▶ [The data]:

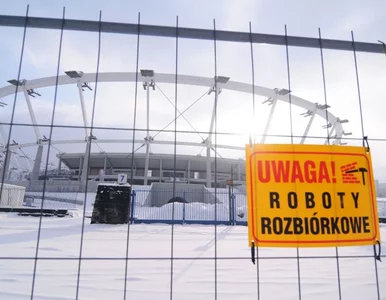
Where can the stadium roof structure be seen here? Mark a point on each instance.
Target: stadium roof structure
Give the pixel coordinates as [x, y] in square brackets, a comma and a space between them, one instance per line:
[147, 78]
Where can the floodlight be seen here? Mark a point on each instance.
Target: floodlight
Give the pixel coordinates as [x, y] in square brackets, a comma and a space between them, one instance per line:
[32, 93]
[282, 91]
[86, 85]
[221, 79]
[74, 74]
[307, 113]
[147, 73]
[324, 106]
[17, 82]
[269, 99]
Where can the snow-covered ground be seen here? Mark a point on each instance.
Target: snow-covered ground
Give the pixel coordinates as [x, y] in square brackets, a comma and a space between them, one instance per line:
[149, 264]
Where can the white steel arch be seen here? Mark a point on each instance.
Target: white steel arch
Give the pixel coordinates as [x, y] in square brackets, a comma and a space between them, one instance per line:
[272, 95]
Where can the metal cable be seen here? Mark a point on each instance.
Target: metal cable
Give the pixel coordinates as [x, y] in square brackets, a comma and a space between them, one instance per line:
[247, 258]
[88, 149]
[180, 113]
[253, 141]
[328, 142]
[48, 155]
[8, 151]
[174, 164]
[292, 141]
[215, 158]
[132, 154]
[363, 134]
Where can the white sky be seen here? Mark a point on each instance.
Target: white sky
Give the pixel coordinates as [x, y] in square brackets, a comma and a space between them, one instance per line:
[114, 102]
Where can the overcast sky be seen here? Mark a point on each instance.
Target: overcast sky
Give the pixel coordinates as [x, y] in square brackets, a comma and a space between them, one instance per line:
[114, 102]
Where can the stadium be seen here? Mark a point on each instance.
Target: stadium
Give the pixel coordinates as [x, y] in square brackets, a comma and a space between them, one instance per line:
[149, 167]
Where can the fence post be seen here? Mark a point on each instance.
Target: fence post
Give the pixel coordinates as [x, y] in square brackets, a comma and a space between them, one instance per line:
[233, 209]
[133, 194]
[183, 209]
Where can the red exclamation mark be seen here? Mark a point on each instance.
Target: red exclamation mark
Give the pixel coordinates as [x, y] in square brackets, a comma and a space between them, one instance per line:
[333, 171]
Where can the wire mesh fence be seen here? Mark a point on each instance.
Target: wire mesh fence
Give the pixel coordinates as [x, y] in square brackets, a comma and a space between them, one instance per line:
[145, 98]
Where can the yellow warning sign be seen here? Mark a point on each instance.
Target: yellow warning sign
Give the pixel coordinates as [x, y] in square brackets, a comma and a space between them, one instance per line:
[310, 196]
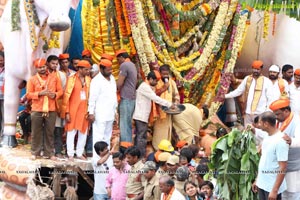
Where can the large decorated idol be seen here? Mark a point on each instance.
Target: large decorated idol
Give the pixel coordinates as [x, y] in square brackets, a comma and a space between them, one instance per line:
[30, 29]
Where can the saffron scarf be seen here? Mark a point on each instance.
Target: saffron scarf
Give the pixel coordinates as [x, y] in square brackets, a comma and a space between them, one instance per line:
[154, 115]
[43, 84]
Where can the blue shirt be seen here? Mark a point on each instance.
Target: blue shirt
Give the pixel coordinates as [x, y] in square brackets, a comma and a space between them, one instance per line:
[274, 150]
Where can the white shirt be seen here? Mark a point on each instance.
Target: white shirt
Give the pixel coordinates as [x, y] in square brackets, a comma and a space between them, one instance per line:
[103, 98]
[175, 196]
[100, 174]
[276, 90]
[266, 96]
[294, 99]
[259, 136]
[144, 95]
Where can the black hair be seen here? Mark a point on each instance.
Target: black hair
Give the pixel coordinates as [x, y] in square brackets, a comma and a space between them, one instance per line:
[205, 111]
[221, 132]
[208, 183]
[89, 60]
[170, 182]
[187, 152]
[2, 54]
[118, 155]
[269, 117]
[151, 75]
[52, 57]
[76, 58]
[161, 163]
[189, 182]
[100, 146]
[133, 151]
[124, 55]
[286, 108]
[256, 119]
[195, 149]
[102, 67]
[164, 67]
[286, 67]
[202, 169]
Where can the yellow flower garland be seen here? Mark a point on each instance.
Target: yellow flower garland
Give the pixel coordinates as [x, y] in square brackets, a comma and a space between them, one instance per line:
[237, 42]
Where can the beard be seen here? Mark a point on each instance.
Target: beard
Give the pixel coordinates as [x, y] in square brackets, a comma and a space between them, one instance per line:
[273, 77]
[106, 74]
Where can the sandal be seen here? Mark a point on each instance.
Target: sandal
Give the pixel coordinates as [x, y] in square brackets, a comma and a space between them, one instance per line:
[71, 158]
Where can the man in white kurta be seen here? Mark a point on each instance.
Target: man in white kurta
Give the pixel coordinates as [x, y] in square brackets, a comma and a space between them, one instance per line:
[103, 103]
[280, 86]
[295, 93]
[257, 89]
[289, 123]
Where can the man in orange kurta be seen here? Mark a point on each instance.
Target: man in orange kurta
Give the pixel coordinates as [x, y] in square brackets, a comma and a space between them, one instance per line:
[74, 108]
[43, 89]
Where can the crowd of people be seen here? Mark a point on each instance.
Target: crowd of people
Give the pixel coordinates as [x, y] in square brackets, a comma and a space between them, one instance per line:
[271, 107]
[84, 99]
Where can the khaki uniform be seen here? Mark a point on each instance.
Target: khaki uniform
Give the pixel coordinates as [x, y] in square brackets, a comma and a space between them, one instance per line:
[159, 173]
[134, 184]
[179, 185]
[151, 189]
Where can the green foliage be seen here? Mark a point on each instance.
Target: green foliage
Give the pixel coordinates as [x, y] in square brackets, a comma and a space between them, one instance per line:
[235, 160]
[15, 15]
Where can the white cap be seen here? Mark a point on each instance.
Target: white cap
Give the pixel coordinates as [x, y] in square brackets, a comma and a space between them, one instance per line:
[274, 68]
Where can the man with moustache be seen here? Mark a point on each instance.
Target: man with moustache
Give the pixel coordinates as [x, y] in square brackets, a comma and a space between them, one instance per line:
[145, 98]
[43, 89]
[257, 90]
[134, 185]
[126, 84]
[52, 63]
[74, 109]
[287, 73]
[280, 86]
[103, 102]
[295, 93]
[117, 177]
[166, 89]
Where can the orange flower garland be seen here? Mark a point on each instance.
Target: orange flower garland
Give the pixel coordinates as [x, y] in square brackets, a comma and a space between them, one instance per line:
[274, 24]
[121, 21]
[126, 18]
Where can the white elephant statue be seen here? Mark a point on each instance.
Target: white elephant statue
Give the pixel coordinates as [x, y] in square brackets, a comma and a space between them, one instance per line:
[21, 49]
[279, 49]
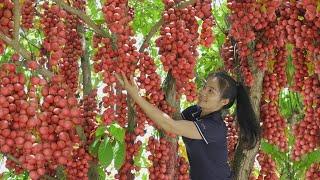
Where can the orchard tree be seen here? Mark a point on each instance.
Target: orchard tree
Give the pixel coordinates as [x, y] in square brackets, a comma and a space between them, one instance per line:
[63, 115]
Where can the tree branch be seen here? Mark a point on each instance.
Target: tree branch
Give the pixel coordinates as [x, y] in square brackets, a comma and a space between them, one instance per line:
[97, 29]
[155, 28]
[16, 18]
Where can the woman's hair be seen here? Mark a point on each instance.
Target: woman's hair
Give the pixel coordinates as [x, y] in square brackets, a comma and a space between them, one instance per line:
[230, 89]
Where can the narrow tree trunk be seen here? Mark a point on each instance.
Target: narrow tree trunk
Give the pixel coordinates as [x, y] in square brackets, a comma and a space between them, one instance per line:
[170, 94]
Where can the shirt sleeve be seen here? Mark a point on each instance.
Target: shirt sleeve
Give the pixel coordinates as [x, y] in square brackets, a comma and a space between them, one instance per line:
[211, 130]
[186, 114]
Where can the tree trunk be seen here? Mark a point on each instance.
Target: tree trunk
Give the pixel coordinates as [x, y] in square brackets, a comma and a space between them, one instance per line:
[170, 93]
[244, 159]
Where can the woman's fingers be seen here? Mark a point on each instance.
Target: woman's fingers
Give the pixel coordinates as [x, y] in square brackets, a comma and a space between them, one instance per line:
[119, 79]
[124, 78]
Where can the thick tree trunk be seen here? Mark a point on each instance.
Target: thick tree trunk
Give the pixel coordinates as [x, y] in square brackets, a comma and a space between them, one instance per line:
[244, 159]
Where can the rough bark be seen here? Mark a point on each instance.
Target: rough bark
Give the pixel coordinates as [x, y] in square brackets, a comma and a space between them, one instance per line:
[170, 94]
[244, 159]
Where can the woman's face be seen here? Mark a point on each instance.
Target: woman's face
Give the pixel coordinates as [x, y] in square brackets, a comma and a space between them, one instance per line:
[209, 96]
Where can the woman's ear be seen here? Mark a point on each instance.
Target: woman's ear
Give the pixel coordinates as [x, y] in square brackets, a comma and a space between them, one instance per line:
[225, 101]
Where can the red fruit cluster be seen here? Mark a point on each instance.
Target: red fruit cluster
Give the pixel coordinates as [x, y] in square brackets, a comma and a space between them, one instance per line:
[232, 135]
[204, 12]
[177, 46]
[227, 54]
[160, 158]
[301, 69]
[313, 172]
[28, 11]
[115, 56]
[150, 81]
[78, 166]
[72, 52]
[279, 67]
[273, 124]
[268, 167]
[41, 135]
[182, 168]
[90, 111]
[307, 130]
[54, 31]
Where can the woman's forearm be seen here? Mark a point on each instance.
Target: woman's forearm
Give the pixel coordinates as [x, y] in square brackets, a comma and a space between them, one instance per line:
[155, 114]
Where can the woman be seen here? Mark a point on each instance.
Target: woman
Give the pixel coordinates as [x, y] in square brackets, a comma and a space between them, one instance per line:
[202, 128]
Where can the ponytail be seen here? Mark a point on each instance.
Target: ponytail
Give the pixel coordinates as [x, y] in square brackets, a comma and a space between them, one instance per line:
[248, 123]
[246, 117]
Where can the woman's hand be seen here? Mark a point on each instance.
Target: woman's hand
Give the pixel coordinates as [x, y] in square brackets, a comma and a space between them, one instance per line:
[131, 88]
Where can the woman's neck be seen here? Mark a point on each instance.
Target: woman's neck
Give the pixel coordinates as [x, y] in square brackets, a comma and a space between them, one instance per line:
[206, 112]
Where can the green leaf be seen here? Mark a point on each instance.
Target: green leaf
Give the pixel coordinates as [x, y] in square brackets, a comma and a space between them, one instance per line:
[105, 153]
[101, 173]
[93, 149]
[273, 151]
[100, 131]
[119, 152]
[117, 132]
[307, 160]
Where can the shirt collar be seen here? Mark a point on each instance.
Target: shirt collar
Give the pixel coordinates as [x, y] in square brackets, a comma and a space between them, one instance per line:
[210, 115]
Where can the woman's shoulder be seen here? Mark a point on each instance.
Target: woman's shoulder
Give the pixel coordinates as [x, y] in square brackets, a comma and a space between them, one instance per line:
[192, 108]
[187, 113]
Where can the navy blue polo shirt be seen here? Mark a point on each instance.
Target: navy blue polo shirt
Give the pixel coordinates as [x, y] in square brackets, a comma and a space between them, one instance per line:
[208, 157]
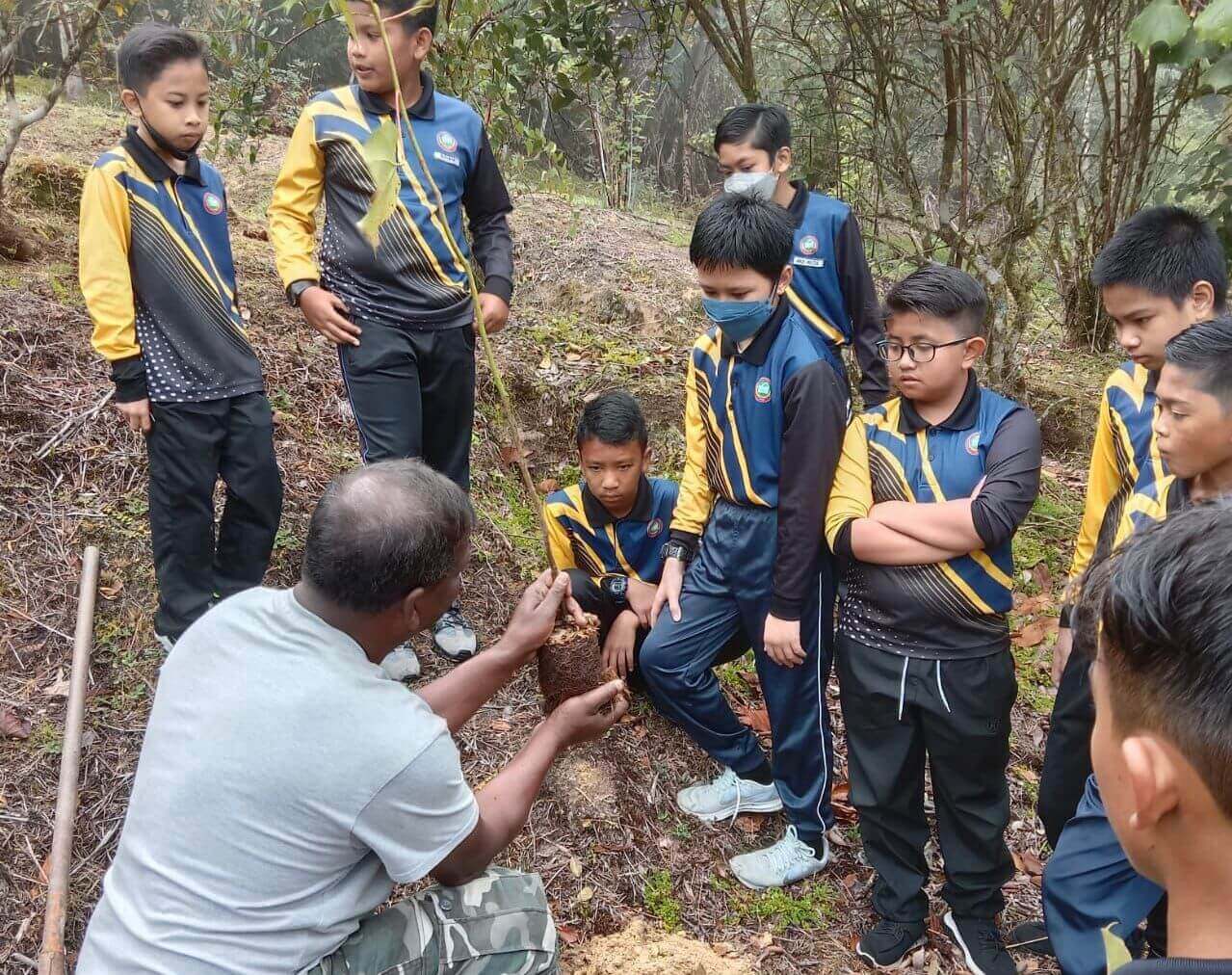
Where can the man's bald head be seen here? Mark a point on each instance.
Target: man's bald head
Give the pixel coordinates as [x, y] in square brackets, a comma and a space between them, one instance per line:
[380, 532]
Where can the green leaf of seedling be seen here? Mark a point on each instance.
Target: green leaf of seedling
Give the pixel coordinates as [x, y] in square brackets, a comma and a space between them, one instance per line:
[1215, 22]
[1162, 22]
[380, 154]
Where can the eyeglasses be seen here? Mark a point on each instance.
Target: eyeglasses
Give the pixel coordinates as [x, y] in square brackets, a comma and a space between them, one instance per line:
[922, 352]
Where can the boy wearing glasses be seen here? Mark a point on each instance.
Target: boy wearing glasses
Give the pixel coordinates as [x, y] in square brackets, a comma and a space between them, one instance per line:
[931, 488]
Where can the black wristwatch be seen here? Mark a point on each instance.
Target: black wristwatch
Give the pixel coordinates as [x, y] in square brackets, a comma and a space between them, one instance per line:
[678, 550]
[296, 291]
[616, 587]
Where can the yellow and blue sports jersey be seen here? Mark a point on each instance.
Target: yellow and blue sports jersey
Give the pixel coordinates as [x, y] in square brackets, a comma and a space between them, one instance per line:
[954, 609]
[159, 281]
[1125, 459]
[583, 534]
[416, 275]
[831, 286]
[763, 428]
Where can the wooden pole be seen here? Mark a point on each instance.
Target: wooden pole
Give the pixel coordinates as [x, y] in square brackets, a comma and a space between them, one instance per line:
[51, 958]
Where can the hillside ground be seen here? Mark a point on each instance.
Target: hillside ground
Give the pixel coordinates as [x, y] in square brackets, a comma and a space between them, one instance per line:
[604, 299]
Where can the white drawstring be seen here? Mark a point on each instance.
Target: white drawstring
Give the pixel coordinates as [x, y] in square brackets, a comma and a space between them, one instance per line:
[941, 689]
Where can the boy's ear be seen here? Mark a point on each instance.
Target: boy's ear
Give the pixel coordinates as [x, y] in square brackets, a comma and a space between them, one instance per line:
[1153, 779]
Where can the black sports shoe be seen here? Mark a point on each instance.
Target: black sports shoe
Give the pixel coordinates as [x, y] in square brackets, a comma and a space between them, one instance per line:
[890, 942]
[983, 948]
[1033, 938]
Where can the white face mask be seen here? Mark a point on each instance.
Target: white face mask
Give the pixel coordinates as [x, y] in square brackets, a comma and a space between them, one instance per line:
[758, 185]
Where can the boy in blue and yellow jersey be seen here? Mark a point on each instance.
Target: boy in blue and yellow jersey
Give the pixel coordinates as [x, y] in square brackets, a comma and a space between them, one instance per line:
[830, 286]
[608, 533]
[159, 282]
[764, 413]
[400, 312]
[931, 488]
[1089, 882]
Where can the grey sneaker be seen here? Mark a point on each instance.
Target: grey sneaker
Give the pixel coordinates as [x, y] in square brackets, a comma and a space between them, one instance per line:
[454, 638]
[401, 663]
[786, 861]
[727, 797]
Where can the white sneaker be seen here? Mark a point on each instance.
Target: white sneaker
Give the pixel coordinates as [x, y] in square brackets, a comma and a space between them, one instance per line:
[454, 636]
[401, 663]
[728, 797]
[786, 861]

▶ [Given instruction]: Each line from the one containing "Where can the boy in" to the end of the records should be echoed exactly, and no other line.

▶ [Result below]:
Where can the boy in blue and yellow jersey be seen here? Mark a point on each instance.
Target: boy in blue and yellow jersey
Give the pixel coordinates as [x, y] in square brackets, a comma and a space between them, one instance per line:
[830, 286]
[608, 533]
[159, 282]
[764, 413]
[400, 312]
[931, 488]
[1089, 882]
Where can the grey sneaker be seen here? Mark a point on each instance.
Target: grey sneaker
Give the pixel coordinates as [x, y] in square brackets, a comma and a space between them, one instance per line:
[454, 638]
[401, 663]
[786, 861]
[727, 797]
Where can the white sneaker be seen here? Mark a point on each instance.
Target: white sneaker
Give the pixel coordinates as [x, y] in square brackets, a comma and a space between them, one instance per line:
[454, 636]
[401, 663]
[728, 797]
[786, 861]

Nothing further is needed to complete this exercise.